======== Fragmento de texto ========

Y me admiro de cómo estos –sobre todo en tiempos pre-covid– dedicaban cientos de horas a acompañar a sus hijos a los entrenamientos de fútbol, con este frío, y a viajar cuando jugaban fuera de casa. Y, junto a los padres, la imprescindible ayuda del preparador físico, y la del psicólogo, y la del ‘coach’, y la del asesor espiritual. Tanta atención de tantos para evitar frustraciones, estresores, riesgos o pequeñas dosis de dolor me enternece. Y me genera cierta inquietud y pena, la verdad.

Porque, al igual que ocurre con nuestro sistema inmunológico, un milagro de la ingeniería evolutiva, que solo se desarrolla si trabaja, es decir, si lucha contra enfermedades y agresiones, también los más jóvenes tienen derecho a buscar desafíos donde, como nuestros músculos y articulaciones, puedan madurar en movimiento y por sí mismos. Y son suficientemente capaces de ‘sobrevivir’ sin que se lo den todo hecho. Que aprender qué es eso de la frustración, siempre presente, ya de pequeños, es de lo más sano.

======== Registros de datos ========

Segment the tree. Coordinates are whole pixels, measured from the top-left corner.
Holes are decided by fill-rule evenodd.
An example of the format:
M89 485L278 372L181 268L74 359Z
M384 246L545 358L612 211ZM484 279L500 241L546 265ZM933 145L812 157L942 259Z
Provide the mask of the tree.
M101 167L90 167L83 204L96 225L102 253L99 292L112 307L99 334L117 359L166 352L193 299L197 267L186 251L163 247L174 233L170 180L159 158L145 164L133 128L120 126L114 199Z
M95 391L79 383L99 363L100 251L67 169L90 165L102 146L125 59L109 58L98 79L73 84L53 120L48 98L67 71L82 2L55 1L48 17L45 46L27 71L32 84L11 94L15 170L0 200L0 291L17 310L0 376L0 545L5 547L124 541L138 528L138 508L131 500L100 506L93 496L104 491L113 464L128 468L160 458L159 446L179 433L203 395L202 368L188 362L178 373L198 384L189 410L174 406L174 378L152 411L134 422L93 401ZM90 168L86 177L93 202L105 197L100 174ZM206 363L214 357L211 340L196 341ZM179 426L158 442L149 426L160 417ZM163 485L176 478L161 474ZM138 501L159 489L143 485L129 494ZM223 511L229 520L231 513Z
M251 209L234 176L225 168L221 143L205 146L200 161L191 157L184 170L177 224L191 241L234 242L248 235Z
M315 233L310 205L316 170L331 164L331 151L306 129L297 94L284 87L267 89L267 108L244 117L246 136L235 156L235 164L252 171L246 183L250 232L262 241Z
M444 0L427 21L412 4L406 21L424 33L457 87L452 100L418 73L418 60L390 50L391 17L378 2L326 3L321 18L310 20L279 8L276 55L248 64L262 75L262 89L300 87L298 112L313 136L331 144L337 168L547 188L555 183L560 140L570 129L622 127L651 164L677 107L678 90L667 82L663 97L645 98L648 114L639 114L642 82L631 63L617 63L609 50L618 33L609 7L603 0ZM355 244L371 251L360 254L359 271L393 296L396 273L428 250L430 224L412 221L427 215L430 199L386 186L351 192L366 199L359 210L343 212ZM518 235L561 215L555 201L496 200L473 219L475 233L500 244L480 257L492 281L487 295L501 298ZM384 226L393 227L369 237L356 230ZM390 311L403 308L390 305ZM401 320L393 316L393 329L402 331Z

========

■ Descripción de tarea
Determine si cada afirmación concuerda con el fragmento sobre la sobreprotección de los hijos. Responda sí o no y cite literalmente las palabras del fragmento que lo deciden.
1. El sistema inmunológico solo se desarrolla si trabaja.
2. Los jóvenes necesitan que se lo den todo hecho para sobrevivir.
3. Aprender de pequeños qué es la frustración resulta perjudicial.
Para resolver lo que se pide, básese únicamente en el fragmento.

■ Respuesta
1. Sí: «que solo se desarrolla si trabaja».
2. No: «Y son suficientemente capaces de ‘sobrevivir’ sin que se lo den todo hecho».
3. No: «Que aprender qué es eso de la frustración, siempre presente, ya de pequeños, es de lo más sano».